抜粋:
>>>

【SEMA特集】「勝つことがモチベーション」オーナーとともに進化を続けるマツダ・RX-7(FD3S型)

歴代のマツダ・RX-7は、日本だけでなく海外でも極めて人気の高いスポーツカーだ。流麗なデザインとロータリーエンジン搭載という類まれな個性は、国境を超えてクルマ好きの感性を刺激してやまない。
なかでも、三代目として知られるFD3S型は、ストックでも255ps(252hp)という最高出力を誇る13B-REW型ロータリーツインターボエンジンを搭載し、世界中のロータリーファンを虜にしていった。

現在、アメリカで開催されているストリートカーのレースシリーズ、USCA(Ultimate Street Car Association)に参戦しているリック・ホバックさんも、RX-7の虜となったひとりだ。
ホバックさんは物心ついたときからのクルマ好きで、15歳になったときには運転免許を取得するよりも先にクルマを購入してしまったという(アメリカではほとんどの州で16歳から免許を取得できる)。 そのとき初めて自分で購入したクルマは77年式のシボレー・カマロ。それを自らの手でバラしたり改造したりすることによって、クルマの構造やモディファイの方法を学んでいった。

学生の頃には、自ら率先してプロのレーシングチームにボランティアとして参加し、モータースポーツのノウハウも習得。初めてレーシングカーとして自分で製作したクルマはホンダのCR-Xで、アルバイトをしてお金を貯めてはモディファイを繰り返し、それをサーキットで走らせるという趣味に没頭していったそうだ。

そして現在、ホバックさんは念願かなって93年式のRX-7を手に入れ、充実したカーライフを送っている。「RX-7がニューモデルとしてデビューした当時から、ビューティフルなデザインに惹かれていたんだ。いつかは手に入れたいと思っていたんだけど、98年に程度のいい中古車を手に入れるチャンスに恵まれてね。ハンドリングがよくて、チューンアップしなくてもエンジンパワーがもともと大きいから、やっぱりこれだ!って思ったよ(笑)。RX-7は90年代を代表する名車だと思う」と語る。

もちろん、サーキット走行を愛するホバックさんが、ただ所有するだけで満足するわけもなく、現在はタイムアタックやランドスピード(広大な平原で直進時の最高速を競う競技)にいそしんでいる。RX-7をチューンアップしてはレースに参加し、足りない部分を見つけてはまたいじるという繰り返し。ホバックさんを支える最大のモチベーションは「勝つこと」だ。

ホバックさんが現在参加しているUSCAシリーズは、とてもユニークなポイント制度を導入している。サーキットで行われるタイムアタックとオートクロス(ジムカーナ)の成績に加え、そのクルマがストリートカーとしてどれだけ優れたエンジニアリング(モディファイ)が施されているか、見た目はかっこよく仕上げられているかを、審査員が点数化して評価。その総合ポイントで勝者が決まるのである。

<<<

作業内容: マツダ・RX-7とそのオーナーを紹介する上の記事を、最後の文の後から書き継いでもらえますか? この後に続く行は、ここでは一切使いません。

記録データ:
>>>

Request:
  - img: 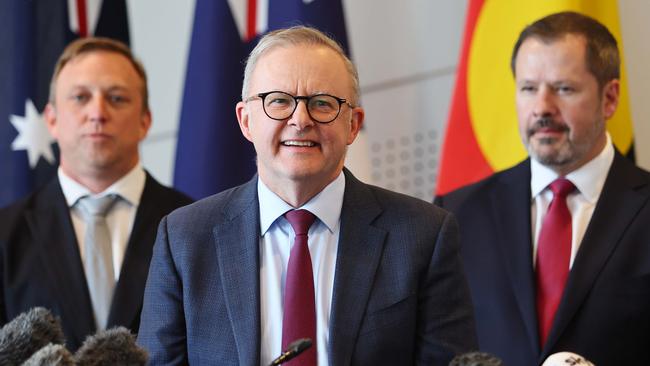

<<<

作業結果:
「アメリカ各地のサーキットを転戦するんだけど、つねに100台以上のクルマが参加していて、とてもコンペティティブなんだ。正直、勝つことはかなり難しいけど、僕は自分のクルマでみんなをやっつけてやりたいんだよ(笑)。そのためには常にクルマを進化させる必要があるし、自分自身をプッシュしてチャレンジし続けなきゃならない。それがいま僕の人生の大きなモチベーションになっているんだ」

13B型ロータリーエンジンには、吸気ポートの拡大加工などが施され、最高出力は450hpを発揮。ギャレット製のビッグシングルターボやブローオフバルブ、Vマウントという特殊なレイアウトで装着したインタークーラーなども備えている。

前後にウィルウッドのビッグブレーキを装着していることも自慢のひとつ。ホイールとのクリアランスを確保するため、カスタムメイドのリムを使ってホイールをワイド化した。

ブレーキとクラッチのペダルもウィルウッド製に交換。オートクロスのコース特性に合わせ、インパネに備わる青いノズルで前後ブレーキのバランスを調整することができるという。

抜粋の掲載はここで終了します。